Venedig will exklusiver werden
Die Touristenmassen sind ein immer gravierenderes Problem für Venedig. Die Stadt steuert nun gegen – und verlangt Eintritt in die Lagune. Doch die ersten Tage zeigen: Auch die umstrittene Maßnahme wird die Lage nicht verbessern.
An die Kanalmauer gelehnt schauen Andreas Metzger und seine Frau Marion vom Bahnhof aus auf die Stadt. Sie scheinen die Ruhe zu genießen, bevor sie sich in das Getümmel von Touristen im wie immer vollkommen überfüllten Venedig stürzen. „Ich finde es gut, dass man nun als Tagesausflügler Eintritt in die Stadt bezahlen muss“, sagt Andreas Metzger. „Die kommen her, kaufen sich vielleicht höchstens ein Cola und gehen nach ein paar Stunden wieder – davon hat die Stadt nichts“, begründet der Urlauber aus der deutschen Stadt Hockenheim seine Meinung. Die Metzgers aber mussten nicht bezahlen, sie haben eine Unterkunft in der Umgebung und bleiben mehrere Tage.
Den obligatorischen QR-Code, den sie trotzdem von diesem Donnerstag an an ausgewählten Tagen bei einer Kontrolle vorzeigen müssen, haben die Metzgers aber in der Tasche. Ihr Hotel habe sich für sie darum gekümmert, erzählen sie. Die Eintrittskarte für Venedig wurde ihnen am Morgen an der Rezeption ausgehändigt – sie mussten sich also nicht selbst durch das recht komplizierte Onlineanmeldeformular klicken. In ihren Augen funktioniert das System.
So groß das Verständnis der Besucher auch sein mag, so groß ist der Ärger der Venezianer. Am Donnerstagmorgen, dem ersten Tag mit Eintritt, versammeln sich viele von ihnen zu einer Demonstration, die Polizei spricht von 300 Teilnehmern: Sie protestieren gegen die neue Gebühr, die ja eigentlich ihnen das Leben erleichtern soll.
Aufgeblähte Maschinerie. „Der Eintrittspreis soll dazu dienen, die Touristenströme zu lenken, aber er führt zu überhaupt gar nichts“, sagt Giovanni Martini, der für die bürgerliche Liste Tutta la Città insieme im Stadtparlament sitzt. Und damit in der Opposition. Seit viereinhalb Jahren werde in der Stadt über die Einführung diskutiert.
Jetzt habe die rechte Mehrheit um Bürgermeister Luigi Brugnaro die Gebühr durchgedrückt — „vor allem, um zu verhindern, dass die Unesco Venedig auf die rote Liste des gefährdeten Welterbes setzt“, sagt Martini. Damit könnten die Verantwortlichen sagen, sie hätten Maßnahmen ergriffen, um die Stadt vor dem Übertourismus zu retten. „Aber das Einzige, was sie tun, ist, diese aufgeblähte Maschinerie in Gang zu setzen, die am Ende überhaupt keinen Effekt haben wird.“
Ein paar Ecken weiter, schon mitten im Getümmel, stehen bei strahlendem
Sonnenschein sechs Frauen vor einem Café und stärken sich mit einem Mittagssnack: Ein Stück Pizza auf die Hand muss noch sein, bevor es zurück nach Koblenz geht. „Ich habe totales Verständnis dafür, dass Venedig nun eine Gebühr für Tagestouristen einführt“, sagt Katharina Steinbach. Warum nicht? „Venedig ist ein Museum“, sagt ihre Freundin Inge Horn.

• _ANFORDERUNG 1_
Sammle aus der Auflistung unten jede Zeile, in der das Wort „microphone“ vorkommt, und gib diese Zeilen unverändert wieder.

• _AUFGEFÜHRTE EINTRÄGE_
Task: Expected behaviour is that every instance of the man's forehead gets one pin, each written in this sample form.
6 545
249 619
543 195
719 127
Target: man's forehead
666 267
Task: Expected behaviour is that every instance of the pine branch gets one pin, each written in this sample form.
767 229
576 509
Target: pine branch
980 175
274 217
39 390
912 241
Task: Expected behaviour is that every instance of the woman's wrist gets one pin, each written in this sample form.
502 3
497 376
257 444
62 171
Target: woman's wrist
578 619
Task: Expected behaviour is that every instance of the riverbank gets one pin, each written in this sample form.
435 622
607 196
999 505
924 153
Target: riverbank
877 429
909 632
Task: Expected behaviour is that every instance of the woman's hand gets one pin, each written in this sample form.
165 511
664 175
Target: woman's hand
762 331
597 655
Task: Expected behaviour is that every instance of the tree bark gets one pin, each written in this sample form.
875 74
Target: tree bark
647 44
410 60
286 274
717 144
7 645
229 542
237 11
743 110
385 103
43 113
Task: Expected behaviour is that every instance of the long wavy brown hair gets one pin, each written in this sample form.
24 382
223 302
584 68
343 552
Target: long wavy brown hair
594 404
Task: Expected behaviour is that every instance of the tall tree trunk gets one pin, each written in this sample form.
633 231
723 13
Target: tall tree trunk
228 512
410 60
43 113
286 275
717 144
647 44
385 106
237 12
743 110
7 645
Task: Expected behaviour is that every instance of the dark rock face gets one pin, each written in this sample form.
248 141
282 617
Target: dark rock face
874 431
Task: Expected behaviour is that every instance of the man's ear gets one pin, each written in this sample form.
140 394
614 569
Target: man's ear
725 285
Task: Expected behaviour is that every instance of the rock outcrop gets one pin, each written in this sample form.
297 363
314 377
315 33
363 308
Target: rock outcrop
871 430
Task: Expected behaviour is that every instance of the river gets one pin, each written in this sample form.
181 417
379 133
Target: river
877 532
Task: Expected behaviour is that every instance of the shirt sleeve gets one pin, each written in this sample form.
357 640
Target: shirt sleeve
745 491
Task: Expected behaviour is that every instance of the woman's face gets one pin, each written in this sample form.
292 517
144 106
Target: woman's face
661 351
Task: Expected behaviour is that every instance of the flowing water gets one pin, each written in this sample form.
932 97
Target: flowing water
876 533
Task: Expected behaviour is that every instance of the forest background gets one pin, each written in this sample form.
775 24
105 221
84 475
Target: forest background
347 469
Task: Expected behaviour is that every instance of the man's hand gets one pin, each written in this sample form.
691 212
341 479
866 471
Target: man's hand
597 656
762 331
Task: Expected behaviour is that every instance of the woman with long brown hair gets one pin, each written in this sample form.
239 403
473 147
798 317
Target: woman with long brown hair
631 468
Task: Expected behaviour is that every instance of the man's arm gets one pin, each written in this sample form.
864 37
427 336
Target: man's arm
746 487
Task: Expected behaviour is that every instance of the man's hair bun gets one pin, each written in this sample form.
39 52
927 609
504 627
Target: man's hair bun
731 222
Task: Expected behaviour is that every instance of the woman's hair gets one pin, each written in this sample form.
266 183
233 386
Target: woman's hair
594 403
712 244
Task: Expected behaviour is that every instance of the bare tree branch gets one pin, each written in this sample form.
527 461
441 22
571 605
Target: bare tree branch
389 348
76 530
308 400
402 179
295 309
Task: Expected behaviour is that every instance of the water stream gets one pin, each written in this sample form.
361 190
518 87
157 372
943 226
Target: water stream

...

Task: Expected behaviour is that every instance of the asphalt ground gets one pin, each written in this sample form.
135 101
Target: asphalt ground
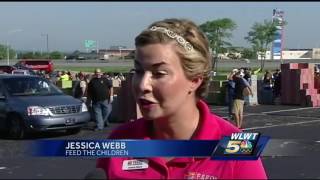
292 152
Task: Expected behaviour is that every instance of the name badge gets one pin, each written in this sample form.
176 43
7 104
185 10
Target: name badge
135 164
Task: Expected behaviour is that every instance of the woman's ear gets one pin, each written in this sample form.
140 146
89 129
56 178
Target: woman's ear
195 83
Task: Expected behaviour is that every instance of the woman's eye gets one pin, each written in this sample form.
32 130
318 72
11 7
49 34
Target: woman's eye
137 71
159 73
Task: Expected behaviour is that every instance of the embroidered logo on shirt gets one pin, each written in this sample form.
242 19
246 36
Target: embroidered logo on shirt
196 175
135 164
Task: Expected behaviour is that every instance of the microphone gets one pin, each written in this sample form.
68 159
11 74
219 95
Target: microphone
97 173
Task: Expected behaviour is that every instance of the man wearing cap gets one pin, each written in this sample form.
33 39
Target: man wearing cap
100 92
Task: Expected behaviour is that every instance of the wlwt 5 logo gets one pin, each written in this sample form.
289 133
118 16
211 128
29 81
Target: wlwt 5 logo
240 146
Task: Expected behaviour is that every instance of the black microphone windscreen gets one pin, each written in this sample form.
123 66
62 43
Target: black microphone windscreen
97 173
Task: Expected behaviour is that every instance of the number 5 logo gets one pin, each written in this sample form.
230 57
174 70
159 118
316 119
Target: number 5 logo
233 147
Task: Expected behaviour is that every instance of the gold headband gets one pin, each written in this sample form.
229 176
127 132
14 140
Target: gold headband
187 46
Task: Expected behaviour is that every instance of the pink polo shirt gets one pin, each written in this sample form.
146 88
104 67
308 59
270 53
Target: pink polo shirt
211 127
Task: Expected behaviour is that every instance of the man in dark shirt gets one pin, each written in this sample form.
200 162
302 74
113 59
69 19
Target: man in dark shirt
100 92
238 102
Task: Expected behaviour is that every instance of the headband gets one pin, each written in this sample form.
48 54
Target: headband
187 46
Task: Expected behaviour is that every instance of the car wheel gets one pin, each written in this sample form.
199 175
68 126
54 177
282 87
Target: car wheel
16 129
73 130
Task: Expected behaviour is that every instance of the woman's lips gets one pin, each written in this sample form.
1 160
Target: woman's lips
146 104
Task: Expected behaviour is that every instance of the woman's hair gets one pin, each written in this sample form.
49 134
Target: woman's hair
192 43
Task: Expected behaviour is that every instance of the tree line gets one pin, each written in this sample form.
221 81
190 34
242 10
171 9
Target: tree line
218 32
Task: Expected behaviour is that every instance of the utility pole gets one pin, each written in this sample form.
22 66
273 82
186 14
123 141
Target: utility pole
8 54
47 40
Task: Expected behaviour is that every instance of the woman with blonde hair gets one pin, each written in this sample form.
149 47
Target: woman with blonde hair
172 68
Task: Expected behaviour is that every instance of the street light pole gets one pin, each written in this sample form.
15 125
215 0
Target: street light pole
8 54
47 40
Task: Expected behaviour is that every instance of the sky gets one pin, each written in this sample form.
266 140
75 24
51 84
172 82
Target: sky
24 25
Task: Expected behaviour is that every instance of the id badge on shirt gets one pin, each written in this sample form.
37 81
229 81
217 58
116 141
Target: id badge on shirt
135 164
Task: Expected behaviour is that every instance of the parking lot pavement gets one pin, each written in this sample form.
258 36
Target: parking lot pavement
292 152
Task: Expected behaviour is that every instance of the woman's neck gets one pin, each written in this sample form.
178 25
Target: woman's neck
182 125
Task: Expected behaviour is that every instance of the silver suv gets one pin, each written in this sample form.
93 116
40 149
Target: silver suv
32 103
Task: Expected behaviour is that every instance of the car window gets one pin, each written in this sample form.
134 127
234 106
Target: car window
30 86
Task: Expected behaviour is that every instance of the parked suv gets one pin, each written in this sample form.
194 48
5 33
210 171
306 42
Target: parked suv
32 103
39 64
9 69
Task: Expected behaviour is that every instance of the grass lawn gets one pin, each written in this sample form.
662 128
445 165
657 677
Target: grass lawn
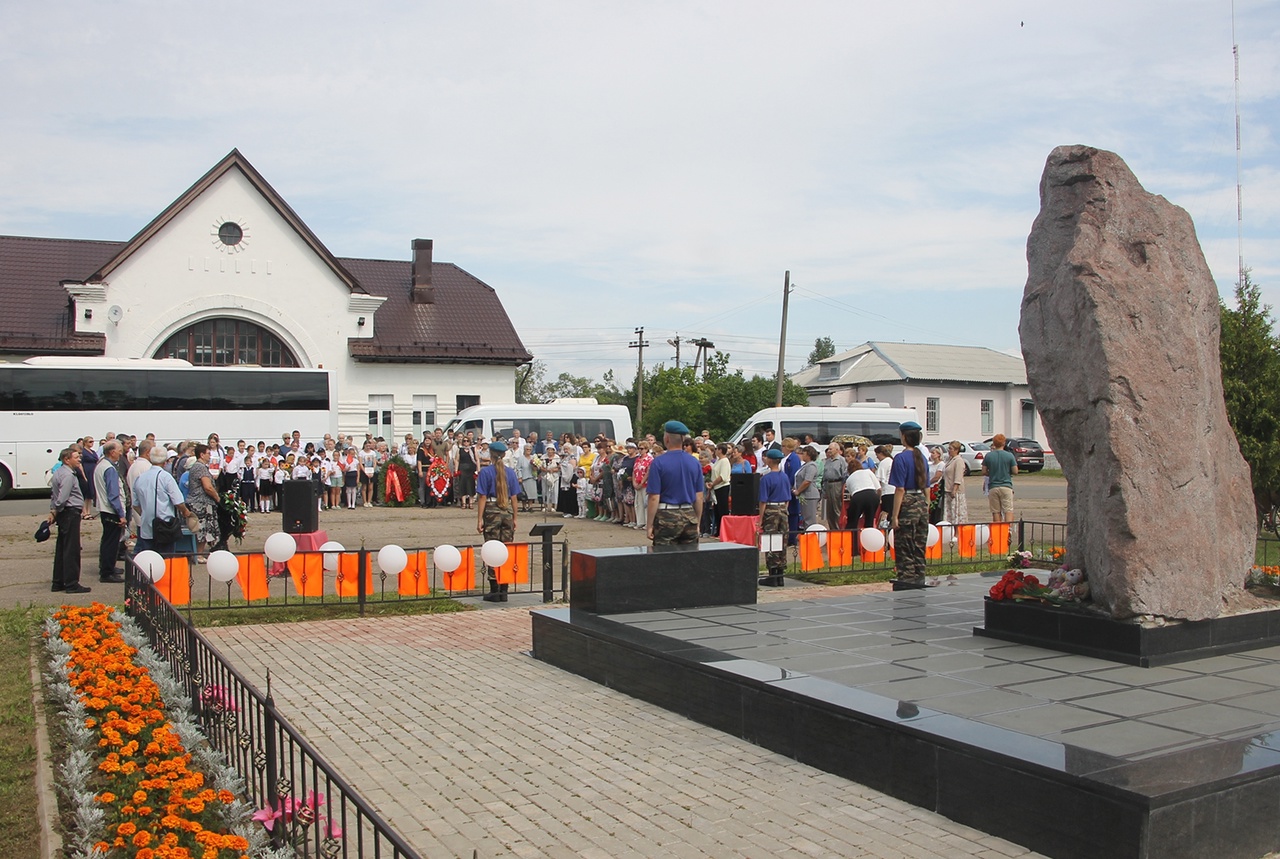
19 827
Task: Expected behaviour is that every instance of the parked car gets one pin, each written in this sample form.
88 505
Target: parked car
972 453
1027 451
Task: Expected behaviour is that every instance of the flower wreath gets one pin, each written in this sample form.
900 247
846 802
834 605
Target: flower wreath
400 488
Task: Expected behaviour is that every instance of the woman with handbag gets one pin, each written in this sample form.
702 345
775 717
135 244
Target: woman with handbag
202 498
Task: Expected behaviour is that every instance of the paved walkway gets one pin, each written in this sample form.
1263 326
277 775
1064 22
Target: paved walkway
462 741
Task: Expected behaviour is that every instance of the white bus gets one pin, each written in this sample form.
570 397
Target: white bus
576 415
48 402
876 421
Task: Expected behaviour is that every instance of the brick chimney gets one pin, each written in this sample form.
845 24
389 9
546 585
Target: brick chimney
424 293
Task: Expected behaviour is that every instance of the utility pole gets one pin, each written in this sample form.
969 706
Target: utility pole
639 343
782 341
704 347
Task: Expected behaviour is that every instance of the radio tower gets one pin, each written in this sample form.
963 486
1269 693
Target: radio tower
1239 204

• _ANFORDERUNG 2_
Setze den Artikel über die Eintrittsgebühr für Venedig oben nach seinem letzten Satz fort.

• _ENDGÜLTIGE ANTWORT 1_
Task: Expected behaviour is that every instance of the microphone gets one pin, each written in this sample form.
Target: microphone
Task: Expected behaviour is that every instance of the black microphone windscreen gets one pin, each written in this sample form.
Target: black microphone windscreen

• _ENDGÜLTIGE ANTWORT 2_
Die Frauen, die in der Lagunenstadt ihre Doppelkopfkasse leeren, mussten aber den „contributo d’accesso“, wie die Kommune den Eintritt in ihre Stadt nennt, wie die Metzgers nicht bezahlen. Sie waren fünf Tage lang in Venedig. Aber auch sie brauchen den QR-Code – theoretisch. „Oh, das wussten wir nicht“, sagt Katharina Steinbach. Die Frauengruppe könnte also keine Reservierungsbestätigung vorzeigen, sollte sie von einem der 60 Kontrolleure danach gefragt werden. Wer keinen Code hat, muss mit einer Strafe zwischen 50 und 300 Euro rechnen.
Die Kontrolleure mit ihren neonfarbenen Westen warten vor dem Bahnhof.
Doch hier vor dem Cafè, nur wenige Gassen vom Markusplatz entfernt, interessiert das an diesem ersten Tag niemanden. Die Kontrolleure, die an ihren neonfarbenen Westen zu erkennen sind, haben sich zum großen Teil vor dem Bahnhof postiert. Als Kette aufgereiht stehen sie am Ende der Treppe und versuchen die Flut an Menschen, die aus der Halle in die Lagunenstadt strömt, in geregelte Bahnen zu lenken: Wie bei der Zollkontrolle am Flughafen weisen Aufsteller darauf hin, wer wo kontrolliert werden soll. So gibt es eine
Schlange für Studenten oder Menschen, die in Venedig arbeiten, eine für in Venedig oder der Region Veneto gemeldete Bürger und eine für Touristen. Recht geduldig reihen sich die Ankommenden ein, die meisten sind vorbereitet und zeigen ihren QR-Code vor.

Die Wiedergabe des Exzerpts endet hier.